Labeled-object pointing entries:
• • • • •

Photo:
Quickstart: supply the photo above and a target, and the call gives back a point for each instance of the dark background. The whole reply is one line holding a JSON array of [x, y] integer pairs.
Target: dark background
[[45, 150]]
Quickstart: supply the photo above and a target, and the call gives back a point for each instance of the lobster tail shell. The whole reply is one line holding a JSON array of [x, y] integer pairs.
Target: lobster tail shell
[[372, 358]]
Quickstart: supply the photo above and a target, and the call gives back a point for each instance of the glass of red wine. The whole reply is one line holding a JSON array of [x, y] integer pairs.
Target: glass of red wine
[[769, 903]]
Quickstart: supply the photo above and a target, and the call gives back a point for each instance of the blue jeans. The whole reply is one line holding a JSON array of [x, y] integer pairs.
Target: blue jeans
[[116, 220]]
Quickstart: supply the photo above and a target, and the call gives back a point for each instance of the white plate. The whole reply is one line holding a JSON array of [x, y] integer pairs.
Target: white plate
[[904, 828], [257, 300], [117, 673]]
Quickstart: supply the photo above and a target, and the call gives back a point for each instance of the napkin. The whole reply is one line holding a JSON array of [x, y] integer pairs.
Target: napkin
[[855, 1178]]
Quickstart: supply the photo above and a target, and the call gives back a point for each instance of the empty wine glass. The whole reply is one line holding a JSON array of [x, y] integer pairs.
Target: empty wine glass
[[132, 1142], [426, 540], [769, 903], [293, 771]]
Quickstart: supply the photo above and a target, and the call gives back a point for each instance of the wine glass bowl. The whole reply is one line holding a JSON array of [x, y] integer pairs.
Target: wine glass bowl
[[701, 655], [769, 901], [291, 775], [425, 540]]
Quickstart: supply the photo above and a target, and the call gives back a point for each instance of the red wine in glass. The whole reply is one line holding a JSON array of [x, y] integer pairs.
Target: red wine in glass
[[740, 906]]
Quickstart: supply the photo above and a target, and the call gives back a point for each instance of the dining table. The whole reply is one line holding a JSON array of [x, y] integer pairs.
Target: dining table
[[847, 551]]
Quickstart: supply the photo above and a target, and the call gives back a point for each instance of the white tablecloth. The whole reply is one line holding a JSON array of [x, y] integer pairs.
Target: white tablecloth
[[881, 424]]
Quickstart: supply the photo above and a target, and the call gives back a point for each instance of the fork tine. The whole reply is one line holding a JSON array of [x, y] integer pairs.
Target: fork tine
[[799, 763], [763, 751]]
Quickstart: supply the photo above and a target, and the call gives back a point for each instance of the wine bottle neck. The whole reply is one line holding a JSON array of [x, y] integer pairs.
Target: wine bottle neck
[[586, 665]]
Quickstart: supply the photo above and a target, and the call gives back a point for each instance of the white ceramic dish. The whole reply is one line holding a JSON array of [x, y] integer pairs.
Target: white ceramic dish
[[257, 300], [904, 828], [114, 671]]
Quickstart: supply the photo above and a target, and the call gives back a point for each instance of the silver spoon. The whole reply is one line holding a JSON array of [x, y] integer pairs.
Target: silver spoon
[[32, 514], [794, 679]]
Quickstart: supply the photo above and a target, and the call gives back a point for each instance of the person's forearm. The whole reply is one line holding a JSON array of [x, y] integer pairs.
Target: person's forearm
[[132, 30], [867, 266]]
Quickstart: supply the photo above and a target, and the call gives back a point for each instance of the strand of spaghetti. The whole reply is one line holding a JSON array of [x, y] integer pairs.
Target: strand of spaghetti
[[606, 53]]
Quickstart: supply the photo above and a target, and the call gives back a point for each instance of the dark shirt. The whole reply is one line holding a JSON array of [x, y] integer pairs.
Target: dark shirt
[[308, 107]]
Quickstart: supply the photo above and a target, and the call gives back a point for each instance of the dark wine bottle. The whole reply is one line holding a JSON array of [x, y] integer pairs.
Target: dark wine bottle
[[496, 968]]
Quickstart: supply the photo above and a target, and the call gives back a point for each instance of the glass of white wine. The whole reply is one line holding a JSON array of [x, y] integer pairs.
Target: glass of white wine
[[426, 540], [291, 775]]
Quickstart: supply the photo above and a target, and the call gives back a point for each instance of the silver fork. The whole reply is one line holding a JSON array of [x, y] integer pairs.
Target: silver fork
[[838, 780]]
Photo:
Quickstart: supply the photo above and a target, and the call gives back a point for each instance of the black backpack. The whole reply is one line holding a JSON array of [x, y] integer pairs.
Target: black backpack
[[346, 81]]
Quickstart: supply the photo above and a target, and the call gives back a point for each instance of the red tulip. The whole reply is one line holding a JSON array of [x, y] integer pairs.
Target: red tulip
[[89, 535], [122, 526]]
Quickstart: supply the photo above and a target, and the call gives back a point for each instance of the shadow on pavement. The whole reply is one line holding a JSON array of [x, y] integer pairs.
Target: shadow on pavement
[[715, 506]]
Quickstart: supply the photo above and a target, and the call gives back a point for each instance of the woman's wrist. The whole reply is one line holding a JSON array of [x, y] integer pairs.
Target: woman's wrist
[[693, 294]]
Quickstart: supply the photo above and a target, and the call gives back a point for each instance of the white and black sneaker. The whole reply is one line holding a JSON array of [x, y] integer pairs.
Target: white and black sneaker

• • • • •

● **WRITTEN PROBLEM**
Take the line in which "of the woman's" occurs and each subsequent line through the end; give these lines again without alteration.

● **RESPONSE TO THIS EXERCISE**
Quickstart: supply the photo above and a target, and the call gives back a point for each instance of the woman's wrist. The whole reply is one line holding a JSON array of [x, y] integer pairs.
Target: woman's wrist
[[693, 294]]
Quickstart: supply the photo above and a target, and the call gives back a point for each instance of the white and black sneaker. The whole reply is one line holding a JSON array of [x, y] integer pairs.
Target: white and black sneaker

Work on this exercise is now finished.